Start SOURCE MATERIAL
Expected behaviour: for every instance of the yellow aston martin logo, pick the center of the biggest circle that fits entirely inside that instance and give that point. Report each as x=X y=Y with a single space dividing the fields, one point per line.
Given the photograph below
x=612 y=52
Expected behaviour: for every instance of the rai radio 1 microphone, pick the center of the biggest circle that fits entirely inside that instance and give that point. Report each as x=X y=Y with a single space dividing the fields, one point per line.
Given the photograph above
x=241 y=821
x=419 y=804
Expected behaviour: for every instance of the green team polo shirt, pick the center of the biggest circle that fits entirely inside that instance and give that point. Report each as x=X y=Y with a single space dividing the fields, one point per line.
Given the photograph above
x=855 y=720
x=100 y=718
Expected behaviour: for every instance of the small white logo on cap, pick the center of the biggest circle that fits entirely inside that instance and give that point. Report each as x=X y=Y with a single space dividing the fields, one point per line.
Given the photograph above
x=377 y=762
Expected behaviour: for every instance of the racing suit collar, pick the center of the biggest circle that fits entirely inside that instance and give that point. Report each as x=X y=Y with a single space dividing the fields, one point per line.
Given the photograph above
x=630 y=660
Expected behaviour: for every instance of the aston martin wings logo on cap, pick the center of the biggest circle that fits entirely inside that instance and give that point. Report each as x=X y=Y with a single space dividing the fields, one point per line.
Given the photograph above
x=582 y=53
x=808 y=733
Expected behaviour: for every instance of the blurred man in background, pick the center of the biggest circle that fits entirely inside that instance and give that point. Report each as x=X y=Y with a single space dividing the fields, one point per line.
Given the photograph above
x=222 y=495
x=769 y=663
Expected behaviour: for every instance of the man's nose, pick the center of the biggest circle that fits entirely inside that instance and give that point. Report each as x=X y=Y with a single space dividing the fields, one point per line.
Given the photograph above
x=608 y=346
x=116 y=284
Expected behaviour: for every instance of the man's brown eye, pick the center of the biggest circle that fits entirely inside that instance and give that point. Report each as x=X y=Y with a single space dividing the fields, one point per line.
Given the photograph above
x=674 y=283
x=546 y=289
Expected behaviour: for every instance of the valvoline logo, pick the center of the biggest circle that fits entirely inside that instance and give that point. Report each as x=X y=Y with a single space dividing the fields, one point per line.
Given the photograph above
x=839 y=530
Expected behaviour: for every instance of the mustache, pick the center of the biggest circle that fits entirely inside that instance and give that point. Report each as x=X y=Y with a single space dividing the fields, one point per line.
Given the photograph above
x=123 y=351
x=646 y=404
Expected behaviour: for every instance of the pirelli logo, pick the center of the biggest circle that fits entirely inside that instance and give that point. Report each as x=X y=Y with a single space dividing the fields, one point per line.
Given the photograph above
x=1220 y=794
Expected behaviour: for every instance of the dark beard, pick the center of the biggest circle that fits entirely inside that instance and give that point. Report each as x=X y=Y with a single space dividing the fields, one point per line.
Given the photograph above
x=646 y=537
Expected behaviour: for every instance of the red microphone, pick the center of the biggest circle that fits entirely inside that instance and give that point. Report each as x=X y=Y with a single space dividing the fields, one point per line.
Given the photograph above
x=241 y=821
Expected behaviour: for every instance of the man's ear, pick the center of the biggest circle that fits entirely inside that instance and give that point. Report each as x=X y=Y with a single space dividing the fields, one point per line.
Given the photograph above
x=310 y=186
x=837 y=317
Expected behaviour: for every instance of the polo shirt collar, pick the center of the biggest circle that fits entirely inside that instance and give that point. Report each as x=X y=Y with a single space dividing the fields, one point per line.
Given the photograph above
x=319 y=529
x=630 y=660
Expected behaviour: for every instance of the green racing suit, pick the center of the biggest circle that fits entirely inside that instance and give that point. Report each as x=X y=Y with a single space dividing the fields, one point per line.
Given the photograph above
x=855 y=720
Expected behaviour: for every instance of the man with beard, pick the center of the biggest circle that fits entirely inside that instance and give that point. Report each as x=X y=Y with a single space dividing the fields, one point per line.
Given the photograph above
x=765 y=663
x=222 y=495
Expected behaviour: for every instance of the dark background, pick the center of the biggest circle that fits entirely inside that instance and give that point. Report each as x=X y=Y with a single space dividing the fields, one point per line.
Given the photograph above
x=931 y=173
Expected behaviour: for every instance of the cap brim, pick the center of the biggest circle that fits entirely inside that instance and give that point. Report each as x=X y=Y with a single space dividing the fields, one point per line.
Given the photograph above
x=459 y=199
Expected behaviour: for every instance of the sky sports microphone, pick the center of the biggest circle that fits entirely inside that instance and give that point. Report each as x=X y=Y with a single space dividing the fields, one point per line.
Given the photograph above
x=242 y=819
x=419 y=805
End SOURCE MATERIAL
> PROBLEM DETAILS
Lay out all the records above as a two-column CSV with the header row instruction,points. Give one row per record, with its text in one quoted field and its answer in another, and replace every line break with a space.

> CORRECT ANSWER
instruction,points
"Expected behaviour: for every instance of the yellow aston martin logo, pick the center of the biggest circle that fits entirely inside that instance and give that point. Report each as x=X y=Y with a single space dividing the fields, one point per line. Given the photograph below","x=612 y=52"
"Expected behaviour: for every instance of the rai radio 1 microphone, pick the center of the biggest circle that fits entirely inside that instance and give that point. Report each as x=X y=Y with a single space dividing the fields, one point per line. Given the photograph above","x=241 y=821 x=419 y=804"
"Expected behaviour: for every instance of the green team polo shirt, pick the center of the biggest circle that fits entirely inside that instance and give that point. Report each as x=X y=Y with a single space dividing the fields, one point per line. Given the photograph above","x=855 y=720 x=100 y=718"
"Expected behaviour: for every instance of the small white logo on cap, pick the center of the biggest circle that fits entirely inside that instance and give that point. Report each as x=X y=Y with a single space dividing the fields, one point per line. Given the photograph above","x=377 y=762"
"Expected behaviour: for every instance of the racing suit collar, pick the center of the biggest circle that fits entirely inside that instance and give that point. Report each as x=X y=Y with a single space dividing the fields, one point per line. Given the photograph above","x=630 y=660"
"Expected behaviour: for every instance of the aston martin wings logo on cap, pick the center of the biggest circle that fits entirely inside that instance and give that point. Report each as x=X y=Y with a single space dividing the fields, one point per line. Given the photograph above","x=582 y=53 x=808 y=733"
"Expected behaviour: for every instance of the blurred man in background, pick the center of the biggest circle that fits entirely inside that instance and give that point. Report each as x=X y=Y with a single space dividing the fields, one point per line. Given the photograph above","x=222 y=495 x=769 y=663"
"Expected behaviour: for every instance of the man's nose, pick the center of the biggest circle that fits entirely inside that instance and give that point. Report each as x=X y=Y with a single space dividing the fields, one point per line. Given the photograph above","x=608 y=346 x=116 y=284"
"Expected behaviour: for every instance of the man's brown eye, pick the center of the biggest circle that fits entirely inside that instance and give that point. Report each as x=X y=Y with a single space dividing the fields, one point per line. Given the photograph above","x=674 y=283 x=546 y=289"
"Expected behaviour: for every instance of the valvoline logo, pick the center of the biggest circle that fits entirely inside that instance and give that point. Report each as x=X y=Y with a single space dividing the fields, one point per line. Given the photograph above","x=839 y=530"
"Expected behaviour: for every instance of the mustache, pick the center of the biggest circle that fits entirely inside that instance and give that point. Report each as x=X y=Y with a single space dividing the fields, one point per line. Given the photograph above","x=123 y=351 x=646 y=404"
"Expected behaviour: for every instance of the pirelli logo, pick the center of the biggest circle that fits entirely inside that instance and give that point. Report each as x=X y=Y with a single space dividing the fields, one point per line. Given the photograph above","x=1220 y=794"
"Expected behaviour: for every instance of the dark beard, pick the center of the biggest circle that fits entirely inside that instance and give that point. Report each as x=X y=Y with a single space dividing the fields, one point per line. Given the photograph above","x=646 y=537"
"Expected behaviour: for every instance of the red microphone, pick the center of the biggest circle that fits entirely inside that instance and give that point. Report each as x=X y=Y with a single space dividing the fields, one point per line. Given the photograph above","x=241 y=821"
"Expected behaviour: for every instance of the man's ear, pick the center of the biggest circle that fits entirely inside that instance and give that point. Report each as x=X y=Y with a single space dividing the fields, one point per line. Given the photograph above","x=310 y=186 x=837 y=317"
"Expected behaviour: for every instance of the polo shirt collar, pick the center of the biggest circle that fits entirely inside that instance and give that point. Report each as x=X y=Y with a single space dividing the fields, one point per line. Given the photograph above","x=319 y=529 x=630 y=660"
"Expected behaviour: for every instance of the green racing suit, pick the center of the biggest circle that fits entirely inside that instance and give that point. Report each as x=X y=Y with a single space dividing the fields, one point per line. Given the photograph above","x=855 y=720"
"Expected behaviour: for every instance of the man with beard, pick the center of the biggest circle that fits entirely inside that instance and give that point. Report each as x=X y=Y with a single space dividing the fields, one point per line. Given the photograph above","x=765 y=663 x=222 y=495"
"Expected behaviour: for every instance of the dark background, pick the center of the biggest circle that fits entirely inside that instance and give that point. Report each as x=X y=Y with a single space dividing the fields, one point per line. Given the photograph above","x=931 y=173"
"Expected behaviour: for every instance of the cap brim, pick the center of the biggest circle that fits entirely inside that instance and give that point. Report each as x=X y=Y with a single space dividing the fields, one point per line. Given the photograph above","x=459 y=199"
"Expected behaviour: for every instance of the sky sports microphone, pick the center of the biggest circle that fits entirely inside that instance and give that point. Report each as x=X y=Y with a single space dividing the fields, one point per line. Given the photograph above","x=242 y=819 x=419 y=805"